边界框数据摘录
──────────

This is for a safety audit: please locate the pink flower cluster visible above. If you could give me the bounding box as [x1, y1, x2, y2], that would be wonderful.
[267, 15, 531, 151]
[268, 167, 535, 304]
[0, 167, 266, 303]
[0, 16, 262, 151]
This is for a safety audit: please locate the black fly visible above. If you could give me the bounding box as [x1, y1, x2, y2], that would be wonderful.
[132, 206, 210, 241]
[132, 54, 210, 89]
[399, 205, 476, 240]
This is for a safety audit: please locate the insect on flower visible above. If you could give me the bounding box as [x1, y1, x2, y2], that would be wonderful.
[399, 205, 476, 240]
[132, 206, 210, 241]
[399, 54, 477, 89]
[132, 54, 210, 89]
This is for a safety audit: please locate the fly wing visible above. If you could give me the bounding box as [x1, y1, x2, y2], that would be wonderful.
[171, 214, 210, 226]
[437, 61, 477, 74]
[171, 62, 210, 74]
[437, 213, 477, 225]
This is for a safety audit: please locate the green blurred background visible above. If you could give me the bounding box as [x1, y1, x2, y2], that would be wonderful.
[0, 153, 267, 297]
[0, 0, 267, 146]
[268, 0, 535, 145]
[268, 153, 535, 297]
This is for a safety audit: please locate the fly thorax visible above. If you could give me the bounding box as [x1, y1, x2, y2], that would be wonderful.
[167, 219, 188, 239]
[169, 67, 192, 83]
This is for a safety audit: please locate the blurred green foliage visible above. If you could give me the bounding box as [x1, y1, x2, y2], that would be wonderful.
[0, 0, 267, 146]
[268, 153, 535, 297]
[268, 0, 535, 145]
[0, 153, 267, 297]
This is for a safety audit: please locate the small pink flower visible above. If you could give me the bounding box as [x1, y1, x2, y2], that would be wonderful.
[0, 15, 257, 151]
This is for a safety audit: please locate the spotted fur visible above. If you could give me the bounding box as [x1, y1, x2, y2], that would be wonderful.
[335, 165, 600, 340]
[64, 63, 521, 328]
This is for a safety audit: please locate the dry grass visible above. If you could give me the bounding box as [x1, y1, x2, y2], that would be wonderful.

──────────

* _练习_
把上面的全部记录改写成一个编号列表，空行不要保留。

* _参考答案_
1. This is for a safety audit: please locate the pink flower cluster visible above. If you could give me the bounding box as [x1, y1, x2, y2], that would be wonderful.
2. [267, 15, 531, 151]
3. [268, 167, 535, 304]
4. [0, 167, 266, 303]
5. [0, 16, 262, 151]
6. This is for a safety audit: please locate the black fly visible above. If you could give me the bounding box as [x1, y1, x2, y2], that would be wonderful.
7. [132, 206, 210, 241]
8. [132, 54, 210, 89]
9. [399, 205, 476, 240]
10. This is for a safety audit: please locate the insect on flower visible above. If you could give me the bounding box as [x1, y1, x2, y2], that would be wonderful.
11. [399, 205, 476, 240]
12. [132, 206, 210, 241]
13. [399, 54, 477, 89]
14. [132, 54, 210, 89]
15. This is for a safety audit: please locate the fly wing visible above. If you could give me the bounding box as [x1, y1, x2, y2], that would be wonderful.
16. [171, 214, 210, 226]
17. [437, 61, 477, 74]
18. [171, 62, 210, 74]
19. [437, 213, 477, 225]
20. This is for a safety audit: please locate the green blurred background visible above. If you could give me the bounding box as [x1, y1, x2, y2], that would be wonderful.
21. [0, 153, 267, 297]
22. [0, 0, 267, 146]
23. [268, 0, 535, 145]
24. [268, 153, 535, 297]
25. This is for a safety audit: please locate the fly thorax visible above. If you could give me the bounding box as [x1, y1, x2, y2], that would be wonderful.
26. [167, 219, 188, 239]
27. [169, 67, 192, 83]
28. This is for a safety audit: please locate the blurred green foliage visible above. If you could give me the bounding box as [x1, y1, x2, y2], that would be wonderful.
29. [0, 0, 267, 146]
30. [268, 153, 535, 297]
31. [268, 0, 535, 145]
32. [0, 153, 267, 297]
33. This is for a safety audit: please locate the small pink flower visible above. If you could give me the bounding box as [x1, y1, x2, y2], that would be wonderful.
34. [0, 15, 257, 151]
35. This is for a safety audit: please locate the spotted fur visible above. If you could give me the bounding box as [x1, y1, x2, y2], that would be wonderful.
36. [335, 165, 600, 340]
37. [64, 63, 521, 328]
38. This is for a safety audit: please locate the dry grass visible above. If you could give me the bounding box as [x1, y1, x2, y2], that would be wonderful.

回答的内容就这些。